EXERCISE.
Extract every line in the data below that contains the word "hand".

RECORD LIST.
________

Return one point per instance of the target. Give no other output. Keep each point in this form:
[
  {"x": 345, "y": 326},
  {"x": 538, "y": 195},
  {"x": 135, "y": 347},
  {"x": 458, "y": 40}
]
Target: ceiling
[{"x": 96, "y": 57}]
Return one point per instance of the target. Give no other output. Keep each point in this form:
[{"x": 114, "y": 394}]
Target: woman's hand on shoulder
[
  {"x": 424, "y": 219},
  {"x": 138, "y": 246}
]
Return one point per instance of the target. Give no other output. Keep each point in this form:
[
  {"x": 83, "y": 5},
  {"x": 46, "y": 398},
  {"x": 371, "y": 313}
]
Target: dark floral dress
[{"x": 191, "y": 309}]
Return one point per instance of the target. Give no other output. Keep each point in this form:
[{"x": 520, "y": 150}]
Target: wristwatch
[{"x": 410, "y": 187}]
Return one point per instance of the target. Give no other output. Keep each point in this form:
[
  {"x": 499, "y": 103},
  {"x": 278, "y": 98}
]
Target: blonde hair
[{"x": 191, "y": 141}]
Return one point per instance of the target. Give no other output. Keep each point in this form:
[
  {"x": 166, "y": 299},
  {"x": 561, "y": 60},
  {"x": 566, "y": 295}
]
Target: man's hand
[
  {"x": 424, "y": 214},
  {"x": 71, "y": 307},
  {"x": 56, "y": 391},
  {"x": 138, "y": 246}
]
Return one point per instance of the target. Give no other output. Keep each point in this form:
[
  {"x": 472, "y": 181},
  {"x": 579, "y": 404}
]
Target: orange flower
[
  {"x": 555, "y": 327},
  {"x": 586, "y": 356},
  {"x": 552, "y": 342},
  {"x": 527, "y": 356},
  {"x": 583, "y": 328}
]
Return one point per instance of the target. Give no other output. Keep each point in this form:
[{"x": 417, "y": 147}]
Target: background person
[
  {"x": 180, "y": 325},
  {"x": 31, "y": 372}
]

________

SOLUTION FOR THIS PROBLEM.
Target: woman's hand on shoulder
Target: man's hand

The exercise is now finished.